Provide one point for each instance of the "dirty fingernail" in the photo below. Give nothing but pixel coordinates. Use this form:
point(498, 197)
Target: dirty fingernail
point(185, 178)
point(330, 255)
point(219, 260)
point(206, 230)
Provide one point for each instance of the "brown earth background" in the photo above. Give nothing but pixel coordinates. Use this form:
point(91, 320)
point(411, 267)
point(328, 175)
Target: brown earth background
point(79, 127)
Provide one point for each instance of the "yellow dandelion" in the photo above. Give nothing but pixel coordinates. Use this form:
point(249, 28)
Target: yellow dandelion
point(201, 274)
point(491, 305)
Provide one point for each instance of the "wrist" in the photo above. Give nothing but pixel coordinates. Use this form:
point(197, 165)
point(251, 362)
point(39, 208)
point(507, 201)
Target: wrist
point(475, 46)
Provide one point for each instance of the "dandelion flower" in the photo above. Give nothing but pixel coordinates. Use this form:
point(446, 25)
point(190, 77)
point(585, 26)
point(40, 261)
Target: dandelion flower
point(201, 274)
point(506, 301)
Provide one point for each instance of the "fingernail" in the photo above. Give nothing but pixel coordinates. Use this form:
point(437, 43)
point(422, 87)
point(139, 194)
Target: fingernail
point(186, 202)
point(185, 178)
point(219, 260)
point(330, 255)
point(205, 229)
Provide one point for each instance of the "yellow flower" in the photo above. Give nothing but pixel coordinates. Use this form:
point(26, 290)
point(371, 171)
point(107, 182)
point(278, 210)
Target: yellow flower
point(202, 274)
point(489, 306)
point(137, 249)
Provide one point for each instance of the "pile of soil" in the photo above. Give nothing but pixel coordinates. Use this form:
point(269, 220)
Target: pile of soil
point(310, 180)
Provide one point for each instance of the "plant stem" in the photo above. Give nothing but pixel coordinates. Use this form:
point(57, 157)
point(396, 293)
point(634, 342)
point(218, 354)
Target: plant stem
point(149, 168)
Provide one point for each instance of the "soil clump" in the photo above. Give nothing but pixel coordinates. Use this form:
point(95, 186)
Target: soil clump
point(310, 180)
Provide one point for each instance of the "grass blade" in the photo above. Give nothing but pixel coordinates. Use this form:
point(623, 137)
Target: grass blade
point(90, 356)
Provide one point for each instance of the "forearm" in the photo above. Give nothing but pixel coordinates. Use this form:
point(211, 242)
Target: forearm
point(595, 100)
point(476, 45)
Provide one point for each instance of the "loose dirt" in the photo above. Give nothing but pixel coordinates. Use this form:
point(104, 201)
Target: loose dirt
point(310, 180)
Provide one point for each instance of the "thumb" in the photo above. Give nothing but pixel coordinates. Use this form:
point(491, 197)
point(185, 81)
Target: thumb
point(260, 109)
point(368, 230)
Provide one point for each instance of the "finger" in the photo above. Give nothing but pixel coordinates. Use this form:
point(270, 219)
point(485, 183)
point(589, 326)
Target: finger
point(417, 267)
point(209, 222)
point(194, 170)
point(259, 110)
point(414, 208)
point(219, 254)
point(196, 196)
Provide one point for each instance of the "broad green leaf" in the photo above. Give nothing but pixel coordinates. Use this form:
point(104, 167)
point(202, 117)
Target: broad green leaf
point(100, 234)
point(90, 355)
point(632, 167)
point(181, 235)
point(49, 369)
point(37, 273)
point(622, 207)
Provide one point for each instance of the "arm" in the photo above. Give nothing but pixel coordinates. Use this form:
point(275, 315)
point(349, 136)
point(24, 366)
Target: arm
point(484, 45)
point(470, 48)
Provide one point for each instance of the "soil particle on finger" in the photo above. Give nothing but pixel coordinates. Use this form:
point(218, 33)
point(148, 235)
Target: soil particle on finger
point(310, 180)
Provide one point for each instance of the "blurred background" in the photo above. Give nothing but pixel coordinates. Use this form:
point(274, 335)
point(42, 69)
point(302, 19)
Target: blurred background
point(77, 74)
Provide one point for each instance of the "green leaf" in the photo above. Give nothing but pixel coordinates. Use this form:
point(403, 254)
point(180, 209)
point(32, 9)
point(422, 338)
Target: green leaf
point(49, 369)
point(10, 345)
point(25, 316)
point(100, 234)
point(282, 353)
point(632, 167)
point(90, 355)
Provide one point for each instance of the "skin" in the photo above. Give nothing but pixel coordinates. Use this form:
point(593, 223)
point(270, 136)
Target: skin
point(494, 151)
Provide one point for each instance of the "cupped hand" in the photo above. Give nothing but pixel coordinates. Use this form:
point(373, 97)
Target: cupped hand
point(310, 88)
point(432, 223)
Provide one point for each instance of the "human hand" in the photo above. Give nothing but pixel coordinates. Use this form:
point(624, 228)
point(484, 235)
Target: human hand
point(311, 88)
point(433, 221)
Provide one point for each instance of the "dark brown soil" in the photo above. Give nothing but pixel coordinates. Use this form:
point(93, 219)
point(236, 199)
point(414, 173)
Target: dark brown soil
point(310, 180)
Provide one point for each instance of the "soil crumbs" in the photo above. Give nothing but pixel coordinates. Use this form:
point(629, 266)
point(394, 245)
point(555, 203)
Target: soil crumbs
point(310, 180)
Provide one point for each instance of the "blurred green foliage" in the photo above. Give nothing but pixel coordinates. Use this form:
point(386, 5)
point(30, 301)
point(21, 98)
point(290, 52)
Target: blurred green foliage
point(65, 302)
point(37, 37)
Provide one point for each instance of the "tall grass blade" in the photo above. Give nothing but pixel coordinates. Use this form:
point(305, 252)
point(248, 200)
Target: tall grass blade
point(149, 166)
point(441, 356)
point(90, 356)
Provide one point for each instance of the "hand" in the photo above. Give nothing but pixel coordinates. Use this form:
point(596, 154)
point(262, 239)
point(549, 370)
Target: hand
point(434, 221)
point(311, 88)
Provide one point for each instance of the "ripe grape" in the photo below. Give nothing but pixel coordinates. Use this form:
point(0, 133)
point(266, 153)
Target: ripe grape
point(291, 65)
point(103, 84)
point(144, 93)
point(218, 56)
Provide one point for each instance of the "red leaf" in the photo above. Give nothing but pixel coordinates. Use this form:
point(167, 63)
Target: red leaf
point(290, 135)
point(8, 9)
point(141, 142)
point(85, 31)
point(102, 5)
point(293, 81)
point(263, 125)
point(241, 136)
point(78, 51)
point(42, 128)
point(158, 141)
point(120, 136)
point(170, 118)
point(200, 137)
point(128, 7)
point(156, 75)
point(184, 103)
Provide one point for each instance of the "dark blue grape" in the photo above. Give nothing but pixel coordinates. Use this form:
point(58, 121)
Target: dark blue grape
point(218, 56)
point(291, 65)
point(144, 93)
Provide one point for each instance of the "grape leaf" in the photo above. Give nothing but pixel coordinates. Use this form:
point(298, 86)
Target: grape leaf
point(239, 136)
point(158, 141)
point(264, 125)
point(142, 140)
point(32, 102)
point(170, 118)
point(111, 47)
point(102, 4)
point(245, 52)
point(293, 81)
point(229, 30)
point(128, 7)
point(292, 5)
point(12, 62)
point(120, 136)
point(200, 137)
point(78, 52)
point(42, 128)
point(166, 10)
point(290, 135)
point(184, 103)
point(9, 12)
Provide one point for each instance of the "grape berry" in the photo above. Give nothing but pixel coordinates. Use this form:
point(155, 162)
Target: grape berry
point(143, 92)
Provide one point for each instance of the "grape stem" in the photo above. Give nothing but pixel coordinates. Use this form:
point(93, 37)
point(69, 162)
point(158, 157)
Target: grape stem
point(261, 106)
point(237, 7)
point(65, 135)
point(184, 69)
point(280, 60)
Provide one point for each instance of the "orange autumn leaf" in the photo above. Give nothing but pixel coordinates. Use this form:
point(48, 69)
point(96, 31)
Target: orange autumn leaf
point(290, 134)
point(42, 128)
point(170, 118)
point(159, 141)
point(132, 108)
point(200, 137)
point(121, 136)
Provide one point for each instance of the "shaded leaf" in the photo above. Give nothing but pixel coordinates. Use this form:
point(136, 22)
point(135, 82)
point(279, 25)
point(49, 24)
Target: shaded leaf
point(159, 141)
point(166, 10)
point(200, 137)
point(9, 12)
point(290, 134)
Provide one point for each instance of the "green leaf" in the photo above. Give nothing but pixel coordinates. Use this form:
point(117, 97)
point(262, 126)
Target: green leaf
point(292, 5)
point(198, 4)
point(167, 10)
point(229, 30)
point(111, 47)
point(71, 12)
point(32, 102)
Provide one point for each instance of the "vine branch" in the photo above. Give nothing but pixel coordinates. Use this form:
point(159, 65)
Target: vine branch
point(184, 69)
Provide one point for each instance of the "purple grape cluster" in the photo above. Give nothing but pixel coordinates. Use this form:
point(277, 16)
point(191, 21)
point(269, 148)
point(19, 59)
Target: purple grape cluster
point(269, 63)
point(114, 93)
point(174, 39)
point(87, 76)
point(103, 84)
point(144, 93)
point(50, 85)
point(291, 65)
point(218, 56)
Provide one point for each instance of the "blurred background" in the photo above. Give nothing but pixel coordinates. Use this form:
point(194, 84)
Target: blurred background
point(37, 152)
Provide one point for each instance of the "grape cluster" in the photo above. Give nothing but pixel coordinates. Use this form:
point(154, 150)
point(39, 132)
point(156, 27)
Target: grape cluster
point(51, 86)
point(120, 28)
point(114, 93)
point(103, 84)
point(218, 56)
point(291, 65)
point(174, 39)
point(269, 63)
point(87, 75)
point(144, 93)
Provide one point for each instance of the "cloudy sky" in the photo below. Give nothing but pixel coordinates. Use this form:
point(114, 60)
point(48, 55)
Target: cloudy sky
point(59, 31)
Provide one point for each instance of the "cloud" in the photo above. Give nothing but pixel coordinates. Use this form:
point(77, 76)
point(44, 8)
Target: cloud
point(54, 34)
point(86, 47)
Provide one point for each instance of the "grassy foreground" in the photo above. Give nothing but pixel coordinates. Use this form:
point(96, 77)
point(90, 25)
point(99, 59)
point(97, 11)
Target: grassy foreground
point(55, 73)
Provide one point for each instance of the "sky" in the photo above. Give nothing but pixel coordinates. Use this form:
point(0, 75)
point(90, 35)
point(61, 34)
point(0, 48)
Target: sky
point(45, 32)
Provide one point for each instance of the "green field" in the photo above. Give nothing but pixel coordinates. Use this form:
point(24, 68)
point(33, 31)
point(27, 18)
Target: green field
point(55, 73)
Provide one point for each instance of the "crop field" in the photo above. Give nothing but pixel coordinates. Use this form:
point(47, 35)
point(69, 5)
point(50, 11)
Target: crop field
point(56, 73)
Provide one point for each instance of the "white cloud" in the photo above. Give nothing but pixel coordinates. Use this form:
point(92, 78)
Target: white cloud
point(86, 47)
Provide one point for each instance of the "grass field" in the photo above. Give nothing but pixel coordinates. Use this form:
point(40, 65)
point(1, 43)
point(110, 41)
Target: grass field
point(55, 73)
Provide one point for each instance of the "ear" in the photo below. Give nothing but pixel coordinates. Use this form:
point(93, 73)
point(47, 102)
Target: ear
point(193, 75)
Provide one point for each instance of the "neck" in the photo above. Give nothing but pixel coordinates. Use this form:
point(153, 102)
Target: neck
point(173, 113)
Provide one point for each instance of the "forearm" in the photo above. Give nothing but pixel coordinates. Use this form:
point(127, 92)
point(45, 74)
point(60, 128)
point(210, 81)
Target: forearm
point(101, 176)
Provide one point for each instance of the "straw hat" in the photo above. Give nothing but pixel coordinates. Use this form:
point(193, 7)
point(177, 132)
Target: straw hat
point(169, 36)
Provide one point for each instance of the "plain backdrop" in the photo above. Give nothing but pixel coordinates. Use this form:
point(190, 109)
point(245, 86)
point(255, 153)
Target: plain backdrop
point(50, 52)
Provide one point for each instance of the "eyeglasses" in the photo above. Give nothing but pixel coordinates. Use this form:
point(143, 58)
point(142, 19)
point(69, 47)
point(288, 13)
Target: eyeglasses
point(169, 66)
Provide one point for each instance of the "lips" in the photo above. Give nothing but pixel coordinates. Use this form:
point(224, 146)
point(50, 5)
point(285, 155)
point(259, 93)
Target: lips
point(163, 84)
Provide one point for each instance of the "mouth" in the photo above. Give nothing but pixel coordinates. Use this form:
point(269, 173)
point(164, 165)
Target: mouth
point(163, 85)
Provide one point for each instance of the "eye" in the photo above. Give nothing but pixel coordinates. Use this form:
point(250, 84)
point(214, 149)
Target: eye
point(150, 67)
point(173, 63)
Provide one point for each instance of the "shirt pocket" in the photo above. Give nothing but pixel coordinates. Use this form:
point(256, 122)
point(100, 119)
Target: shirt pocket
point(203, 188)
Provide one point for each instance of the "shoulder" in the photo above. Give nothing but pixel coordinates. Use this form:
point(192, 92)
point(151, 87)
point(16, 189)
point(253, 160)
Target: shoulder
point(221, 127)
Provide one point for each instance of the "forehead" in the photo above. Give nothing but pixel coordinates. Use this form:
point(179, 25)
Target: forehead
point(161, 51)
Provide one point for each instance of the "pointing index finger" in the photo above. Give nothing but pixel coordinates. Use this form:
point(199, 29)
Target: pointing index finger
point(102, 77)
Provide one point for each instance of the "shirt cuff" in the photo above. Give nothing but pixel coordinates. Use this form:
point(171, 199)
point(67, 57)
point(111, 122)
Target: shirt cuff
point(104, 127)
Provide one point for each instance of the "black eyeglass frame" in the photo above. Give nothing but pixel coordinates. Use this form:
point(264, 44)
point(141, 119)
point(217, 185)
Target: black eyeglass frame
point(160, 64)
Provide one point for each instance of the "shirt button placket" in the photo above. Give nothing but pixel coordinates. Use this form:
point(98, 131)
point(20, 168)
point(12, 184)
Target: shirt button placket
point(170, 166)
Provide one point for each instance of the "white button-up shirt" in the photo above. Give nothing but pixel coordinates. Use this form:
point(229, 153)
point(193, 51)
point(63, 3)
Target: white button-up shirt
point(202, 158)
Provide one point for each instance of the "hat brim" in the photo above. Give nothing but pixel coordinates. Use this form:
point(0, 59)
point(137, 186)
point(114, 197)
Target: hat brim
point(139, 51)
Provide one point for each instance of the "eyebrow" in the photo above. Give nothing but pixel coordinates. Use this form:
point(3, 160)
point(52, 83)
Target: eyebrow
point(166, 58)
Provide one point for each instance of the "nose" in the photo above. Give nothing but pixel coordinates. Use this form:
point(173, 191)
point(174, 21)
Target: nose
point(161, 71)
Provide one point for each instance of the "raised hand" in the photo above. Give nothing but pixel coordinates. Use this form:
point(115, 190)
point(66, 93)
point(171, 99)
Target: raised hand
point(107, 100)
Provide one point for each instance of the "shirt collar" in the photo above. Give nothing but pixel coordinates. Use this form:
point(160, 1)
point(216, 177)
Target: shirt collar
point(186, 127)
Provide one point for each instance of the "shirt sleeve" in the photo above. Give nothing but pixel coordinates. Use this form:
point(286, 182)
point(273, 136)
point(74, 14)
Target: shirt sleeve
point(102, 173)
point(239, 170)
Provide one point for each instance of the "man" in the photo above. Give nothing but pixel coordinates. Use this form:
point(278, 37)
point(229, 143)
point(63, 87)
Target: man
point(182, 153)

+-------+

• ЗАДАНИЕ:
Приведите заново материал от самого начала до строки с "point(506, 301)" включительно, вместе с запросами, прибавив −44 к каждой координате точек в ответах. Всё остальное оставьте без изменений.

• ОТВЕТ:
Provide one point for each instance of the "dirty fingernail" in the photo below. Give nothing but pixel coordinates. Use this form:
point(498, 197)
Target: dirty fingernail
point(141, 134)
point(286, 211)
point(175, 216)
point(162, 186)
Provide one point for each instance of the "brown earth background" in the photo above. Give nothing but pixel coordinates. Use this form:
point(91, 320)
point(411, 267)
point(328, 175)
Target: brown earth background
point(35, 83)
Provide one point for each instance of the "yellow dandelion" in the photo above. Give nothing but pixel coordinates. Use this form:
point(249, 28)
Target: yellow dandelion
point(157, 230)
point(447, 261)
Provide one point for each instance of the "wrist" in the photo above. Give nothing but pixel coordinates. Use this form:
point(197, 165)
point(251, 362)
point(39, 208)
point(507, 201)
Target: wrist
point(431, 2)
Provide one point for each instance of the "dandelion flower" in the photo above. Give nothing but pixel coordinates. Use this form:
point(446, 25)
point(190, 77)
point(585, 26)
point(40, 261)
Target: dandelion flower
point(157, 230)
point(462, 257)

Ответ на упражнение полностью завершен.